*WHAT TO DO*. Print each of the following lines again, word for word and unchanged.

╭──

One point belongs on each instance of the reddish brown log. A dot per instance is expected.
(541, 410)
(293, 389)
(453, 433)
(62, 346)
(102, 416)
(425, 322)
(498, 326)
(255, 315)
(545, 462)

╰──

*EXERCISE RESULT*.
One point belongs on each instance of the reddish brown log. A dot per instance is expected.
(541, 410)
(293, 389)
(453, 433)
(62, 346)
(102, 416)
(425, 322)
(498, 326)
(255, 315)
(545, 462)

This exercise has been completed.